→ TASK DIRECTIONS
How many lines in the listing below include the word "cliff"? Answer with the number and nothing else.
══ TASK INPUT ══
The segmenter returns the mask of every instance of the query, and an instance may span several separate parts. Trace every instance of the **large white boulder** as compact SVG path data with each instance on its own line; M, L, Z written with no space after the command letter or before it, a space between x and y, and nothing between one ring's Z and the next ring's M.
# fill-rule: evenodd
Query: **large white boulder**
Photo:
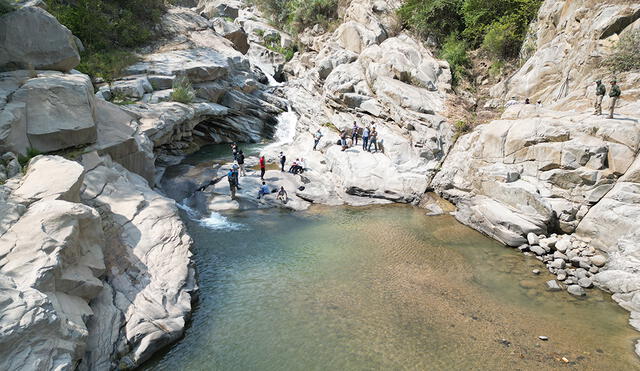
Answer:
M93 143L94 100L86 75L45 73L28 79L11 96L11 113L0 115L0 128L6 130L0 144L24 153L29 147L50 152Z
M45 10L28 6L0 17L0 69L69 71L78 63L71 31Z
M12 196L18 202L63 200L80 202L84 168L60 156L37 156L29 162L27 174Z

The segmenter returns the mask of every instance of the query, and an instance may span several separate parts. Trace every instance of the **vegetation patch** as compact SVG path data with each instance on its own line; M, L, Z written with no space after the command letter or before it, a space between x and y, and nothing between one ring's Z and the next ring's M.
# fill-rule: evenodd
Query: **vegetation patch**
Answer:
M185 76L177 77L173 81L173 91L171 92L171 100L174 102L189 104L196 98L196 92L193 90L191 81Z
M296 35L319 24L329 28L338 18L338 0L252 0L271 21Z
M262 30L259 30L259 31L262 31ZM298 48L295 45L292 46L292 47L289 47L289 48L283 47L281 45L282 44L282 40L281 40L281 36L280 36L279 33L276 33L274 35L264 36L264 31L262 31L262 35L260 35L260 37L262 37L262 41L264 42L264 46L267 49L269 49L271 51L274 51L276 53L282 54L287 62L289 62L291 59L293 59L293 56L298 51Z
M398 15L405 28L440 46L455 79L469 67L465 54L482 49L492 59L520 54L529 23L542 0L405 0Z
M0 0L2 1L2 0ZM46 0L47 10L82 40L77 67L92 77L117 78L137 60L132 48L157 36L164 0Z
M18 162L20 163L20 166L22 166L22 171L24 173L26 173L26 166L29 164L29 161L31 161L32 158L41 155L42 152L38 151L35 148L27 148L27 155L18 155Z
M640 70L640 30L624 34L605 63L615 73Z

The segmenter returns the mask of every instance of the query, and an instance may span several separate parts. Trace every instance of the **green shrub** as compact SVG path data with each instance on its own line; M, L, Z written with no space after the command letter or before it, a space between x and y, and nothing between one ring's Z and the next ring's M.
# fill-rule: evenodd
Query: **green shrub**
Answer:
M196 98L196 92L187 77L177 77L173 81L173 91L171 92L171 100L188 104Z
M462 121L462 120L459 120L456 122L455 128L456 128L456 132L463 133L463 134L471 131L471 126L466 121Z
M97 51L83 53L82 61L76 69L93 77L113 81L122 75L125 68L139 60L137 55L128 50Z
M9 0L0 0L0 16L16 10L15 6Z
M504 68L504 62L501 60L497 60L491 63L491 66L489 66L489 76L495 79L496 77L500 76L503 68Z
M85 51L78 70L105 79L117 77L126 63L135 62L127 50L156 36L165 12L164 0L46 0L47 10L75 36Z
M407 0L398 9L398 16L407 27L423 38L438 42L447 35L464 30L460 14L464 0Z
M440 50L440 58L449 62L454 83L466 74L466 68L471 63L467 55L467 42L461 40L457 33L446 38Z
M296 34L338 18L338 0L252 0L278 27Z
M520 53L522 38L511 21L497 21L487 28L482 48L493 58L510 59Z
M640 30L623 35L605 64L616 73L640 70Z

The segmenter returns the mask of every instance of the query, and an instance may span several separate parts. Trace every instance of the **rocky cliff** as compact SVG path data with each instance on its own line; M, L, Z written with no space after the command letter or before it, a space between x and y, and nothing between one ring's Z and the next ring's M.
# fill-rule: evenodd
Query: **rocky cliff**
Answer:
M197 290L191 239L154 187L184 154L271 139L278 120L290 135L264 154L308 168L284 179L293 208L418 203L435 190L458 220L538 255L568 287L614 293L640 329L640 75L618 76L615 119L589 112L589 84L639 27L638 5L545 1L528 60L492 89L543 106L458 137L449 66L400 30L400 2L346 4L335 29L298 35L287 61L278 50L294 39L257 9L184 2L110 82L73 70L81 42L45 10L0 16L0 368L133 368L178 339ZM193 96L179 103L185 78ZM354 123L376 128L379 151L335 145Z

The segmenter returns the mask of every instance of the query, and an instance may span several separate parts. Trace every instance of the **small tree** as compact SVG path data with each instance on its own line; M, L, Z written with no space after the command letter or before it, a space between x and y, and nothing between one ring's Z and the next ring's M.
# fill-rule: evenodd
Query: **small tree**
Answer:
M15 10L15 7L8 0L0 0L0 15L7 14Z
M640 70L640 30L624 34L613 48L605 64L613 72Z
═══
→ EXERCISE RESPONSE
2